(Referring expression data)

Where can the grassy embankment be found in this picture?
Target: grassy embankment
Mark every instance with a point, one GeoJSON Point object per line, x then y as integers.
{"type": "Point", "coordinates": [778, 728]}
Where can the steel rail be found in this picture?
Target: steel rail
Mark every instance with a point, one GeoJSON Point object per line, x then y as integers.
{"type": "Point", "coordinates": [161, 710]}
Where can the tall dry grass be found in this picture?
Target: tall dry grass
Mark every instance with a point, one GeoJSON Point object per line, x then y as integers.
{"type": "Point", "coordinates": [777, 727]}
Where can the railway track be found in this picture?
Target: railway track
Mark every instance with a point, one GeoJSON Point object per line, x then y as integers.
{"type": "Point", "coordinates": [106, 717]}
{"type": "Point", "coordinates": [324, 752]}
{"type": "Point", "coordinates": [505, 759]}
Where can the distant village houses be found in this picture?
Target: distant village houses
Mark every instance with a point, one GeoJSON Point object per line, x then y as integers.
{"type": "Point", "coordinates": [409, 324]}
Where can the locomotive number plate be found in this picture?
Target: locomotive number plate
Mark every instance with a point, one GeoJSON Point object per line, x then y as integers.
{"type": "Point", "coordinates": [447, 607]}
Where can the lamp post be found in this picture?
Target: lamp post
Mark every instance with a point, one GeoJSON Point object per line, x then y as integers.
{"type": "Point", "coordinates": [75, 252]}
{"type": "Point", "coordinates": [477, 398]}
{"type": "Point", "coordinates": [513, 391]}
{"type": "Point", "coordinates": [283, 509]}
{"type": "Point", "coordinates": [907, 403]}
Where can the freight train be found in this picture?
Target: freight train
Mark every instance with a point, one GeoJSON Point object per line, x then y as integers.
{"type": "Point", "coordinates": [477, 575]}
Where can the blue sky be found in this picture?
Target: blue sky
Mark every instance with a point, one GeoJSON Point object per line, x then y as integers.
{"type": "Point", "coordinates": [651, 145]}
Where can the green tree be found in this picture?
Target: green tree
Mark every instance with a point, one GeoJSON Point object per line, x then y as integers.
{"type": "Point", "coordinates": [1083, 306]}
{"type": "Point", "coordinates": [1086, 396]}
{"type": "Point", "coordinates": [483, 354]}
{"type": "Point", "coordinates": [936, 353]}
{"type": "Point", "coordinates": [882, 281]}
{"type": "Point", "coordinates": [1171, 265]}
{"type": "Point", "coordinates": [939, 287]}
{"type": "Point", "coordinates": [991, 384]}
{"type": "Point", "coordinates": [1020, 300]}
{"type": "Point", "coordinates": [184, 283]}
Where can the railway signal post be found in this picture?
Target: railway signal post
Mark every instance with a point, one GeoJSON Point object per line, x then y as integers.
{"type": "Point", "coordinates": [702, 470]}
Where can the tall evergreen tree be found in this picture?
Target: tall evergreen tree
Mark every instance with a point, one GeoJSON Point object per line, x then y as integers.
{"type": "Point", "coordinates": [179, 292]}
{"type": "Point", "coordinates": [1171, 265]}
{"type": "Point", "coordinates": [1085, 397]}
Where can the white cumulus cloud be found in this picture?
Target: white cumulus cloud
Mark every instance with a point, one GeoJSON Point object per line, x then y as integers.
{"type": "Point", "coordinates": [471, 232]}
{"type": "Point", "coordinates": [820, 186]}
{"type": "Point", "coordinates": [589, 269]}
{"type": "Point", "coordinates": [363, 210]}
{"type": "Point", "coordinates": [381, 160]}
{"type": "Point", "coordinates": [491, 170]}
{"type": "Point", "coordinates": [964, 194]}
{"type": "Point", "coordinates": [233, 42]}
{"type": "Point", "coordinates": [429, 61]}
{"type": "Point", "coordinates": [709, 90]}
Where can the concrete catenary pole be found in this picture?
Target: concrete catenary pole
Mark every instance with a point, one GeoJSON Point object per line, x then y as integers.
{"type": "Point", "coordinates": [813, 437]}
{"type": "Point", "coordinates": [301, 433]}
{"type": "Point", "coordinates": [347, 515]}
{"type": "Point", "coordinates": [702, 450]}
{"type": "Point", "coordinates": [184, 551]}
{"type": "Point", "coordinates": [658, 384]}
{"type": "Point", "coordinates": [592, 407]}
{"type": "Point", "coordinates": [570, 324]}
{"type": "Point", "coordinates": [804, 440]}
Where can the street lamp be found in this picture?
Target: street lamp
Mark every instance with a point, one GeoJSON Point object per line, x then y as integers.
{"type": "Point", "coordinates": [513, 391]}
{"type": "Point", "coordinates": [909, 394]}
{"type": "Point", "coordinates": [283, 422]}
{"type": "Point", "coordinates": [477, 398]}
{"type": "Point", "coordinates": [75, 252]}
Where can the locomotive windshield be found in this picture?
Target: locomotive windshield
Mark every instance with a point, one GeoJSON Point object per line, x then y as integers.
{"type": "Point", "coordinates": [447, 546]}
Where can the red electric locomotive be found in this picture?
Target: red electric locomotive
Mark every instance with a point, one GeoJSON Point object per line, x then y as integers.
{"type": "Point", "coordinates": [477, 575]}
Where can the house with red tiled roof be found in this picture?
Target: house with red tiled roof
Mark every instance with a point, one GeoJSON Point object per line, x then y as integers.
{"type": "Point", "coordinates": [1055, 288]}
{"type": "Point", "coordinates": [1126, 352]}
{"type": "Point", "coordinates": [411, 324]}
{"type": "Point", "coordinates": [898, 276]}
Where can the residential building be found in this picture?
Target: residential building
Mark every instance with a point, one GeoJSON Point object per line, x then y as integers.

WHAT THE EXERCISE ASKS:
What are the lines above that hold the string "residential"? Copy them.

ANSWER TO THIS PROBLEM:
Where can the residential building be found in this picture?
Target: residential building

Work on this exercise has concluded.